Your goal: Every line of the material below that holds the string "black" should be copied.

====== Data shown ======

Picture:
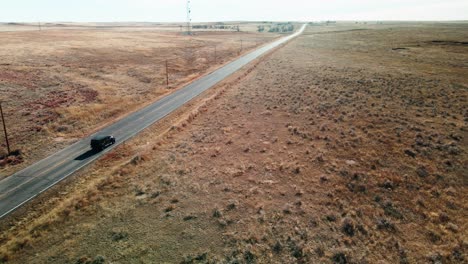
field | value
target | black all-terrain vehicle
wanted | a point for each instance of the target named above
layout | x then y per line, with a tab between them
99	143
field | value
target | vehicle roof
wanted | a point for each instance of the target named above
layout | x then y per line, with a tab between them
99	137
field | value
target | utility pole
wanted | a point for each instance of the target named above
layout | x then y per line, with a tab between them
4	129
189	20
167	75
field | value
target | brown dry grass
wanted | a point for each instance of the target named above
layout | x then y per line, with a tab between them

======
====== Data shown ======

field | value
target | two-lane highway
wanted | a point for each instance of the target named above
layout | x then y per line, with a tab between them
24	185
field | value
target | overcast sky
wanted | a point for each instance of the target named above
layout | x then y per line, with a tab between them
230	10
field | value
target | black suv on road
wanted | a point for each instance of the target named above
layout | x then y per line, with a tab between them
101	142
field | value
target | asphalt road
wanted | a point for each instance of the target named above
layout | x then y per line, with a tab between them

======

Completed task:
target | black all-terrain vehicle
target | black suv on road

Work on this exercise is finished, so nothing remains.